Exercise task: Please format the following lines as a JSON list of strings, one string per line, leaving out any blank lines.

=-=-=

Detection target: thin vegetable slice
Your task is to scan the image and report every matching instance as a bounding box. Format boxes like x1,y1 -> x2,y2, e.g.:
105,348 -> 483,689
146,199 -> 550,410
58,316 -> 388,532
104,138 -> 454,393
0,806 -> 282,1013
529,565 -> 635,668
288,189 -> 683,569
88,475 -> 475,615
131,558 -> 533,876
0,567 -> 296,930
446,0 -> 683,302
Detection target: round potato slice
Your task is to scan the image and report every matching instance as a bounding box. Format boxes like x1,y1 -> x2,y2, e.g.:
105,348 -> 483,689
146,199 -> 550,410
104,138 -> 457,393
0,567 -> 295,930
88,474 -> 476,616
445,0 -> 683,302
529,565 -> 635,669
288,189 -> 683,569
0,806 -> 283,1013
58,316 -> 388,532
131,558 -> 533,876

=-=-=

Written solution:
[
  "Detection target: thin vegetable slice",
  "Your task is to scan the image and report every matching instance as a bounding box. Format boxes like x1,y1 -> x2,y2, e.g.:",
  "105,348 -> 483,689",
  "146,199 -> 550,410",
  "58,316 -> 388,532",
  "104,138 -> 454,393",
  "0,806 -> 282,1013",
  "529,565 -> 635,668",
  "288,189 -> 683,569",
  "88,475 -> 475,615",
  "131,558 -> 533,876",
  "0,567 -> 296,930",
  "446,0 -> 683,302",
  "Detection target: round potato slice",
  "Your task is to scan the image and report every matching instance as a bounding box. Format boxes like x1,y1 -> x2,y2, e.g.:",
  "105,348 -> 483,689",
  "146,199 -> 550,410",
  "104,138 -> 457,393",
  "0,567 -> 295,930",
  "88,474 -> 476,616",
  "445,0 -> 683,302",
  "529,565 -> 635,669",
  "288,189 -> 683,569",
  "0,806 -> 283,1013",
  "58,316 -> 388,532",
  "131,558 -> 533,876"
]